Patience & Fortitude

Grieving Futures: Surviving the Deaths of My ParentsĀ (Third Edition) is a book that explains a lot about how I got where I was in 2010, when I was forty years old, and yet had not gotten very far in life.

The depressing backstory is that I was 24 when my mother died, and 26 when my father passed away. Because of that catastrophe, I lost the family home and any stability I ever counted on. It was, in the parlance, a clusterfuck.

In the aftermath I made some bad decisions, but mostly I did not make any decisions at all and fifteen years later I was falling down into a dark well of depression and anxiety. I hit bottom in 2008 in the form of a major psychological breakdown, which eventually led to therapy and the cathartic experience of writing this book about how I got there.

This book is for anyone who has been told that they are doing grief “wrong,” are “taking too long” to grieve, or simply “get over it.” It’s for anyone who has lost the anchor of their life and is listing in the wild seas of grief, wondering what they are supposed to do now? It’s for the lost souls who have crashed and burned after tragedy, and so believe their life is nothing but ashes now.

LIST OF TASKS:
a – In the book description, how old was the writer when their mother died?
b – Continue the book description from its last sentence.

SUPPLIED ENTRIES:
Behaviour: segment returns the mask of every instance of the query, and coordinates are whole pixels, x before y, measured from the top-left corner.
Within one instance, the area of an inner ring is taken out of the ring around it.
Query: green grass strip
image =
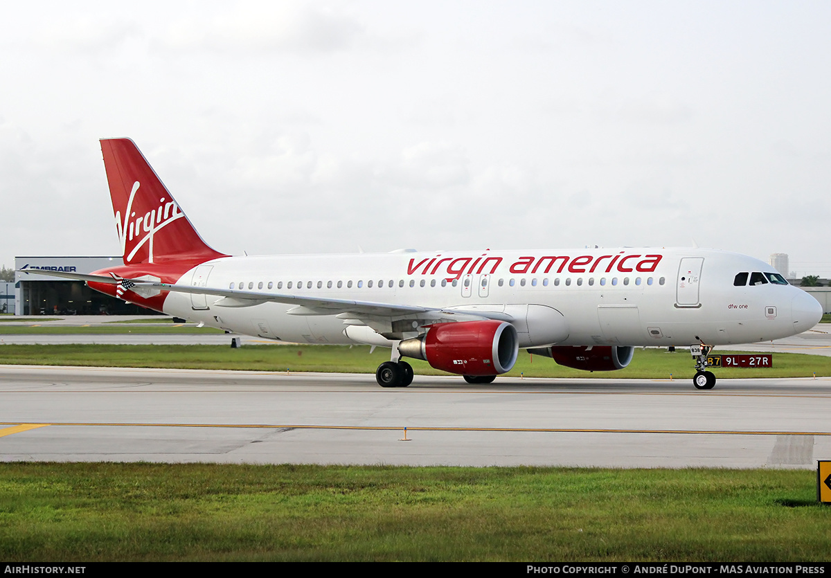
[[[2,337],[2,336],[0,336]],[[230,342],[230,339],[229,339]],[[322,371],[375,373],[389,360],[389,350],[378,348],[370,355],[367,346],[345,345],[0,345],[0,364],[36,365],[86,365],[93,367],[161,367],[194,370],[248,370],[255,371]],[[714,351],[727,353],[727,351]],[[774,353],[769,369],[715,368],[720,379],[813,377],[831,375],[831,357]],[[445,375],[425,361],[407,360],[416,375]],[[686,351],[637,350],[632,362],[619,371],[588,373],[558,365],[553,360],[521,351],[510,377],[563,377],[606,379],[690,380],[695,373],[692,356]],[[498,383],[498,382],[497,382]]]
[[[815,473],[0,464],[0,559],[824,561]]]

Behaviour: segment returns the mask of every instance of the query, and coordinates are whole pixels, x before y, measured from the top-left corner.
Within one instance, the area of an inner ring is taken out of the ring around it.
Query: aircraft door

OUTPUTS IN ORDER:
a – Twenty-four.

b –
You are not alone. You are not doing grief wrong. Even if you are still listing in the waves of a broken-hearted sea, making mistakes and poor choices or no choices at all, this book is here for you. I don’t offer solutions or poetry or trite catchphrases of comfort. It’s a raw look at how I crashed and burned and kept going, through it all. It is about grief and anger and codependence and triumph and infinite sadness.

The latest edition includes a new preface and an afterward discussing what has happened in my life since the book first came out in 2010, and my thoughts on the evolving nature of the grief process.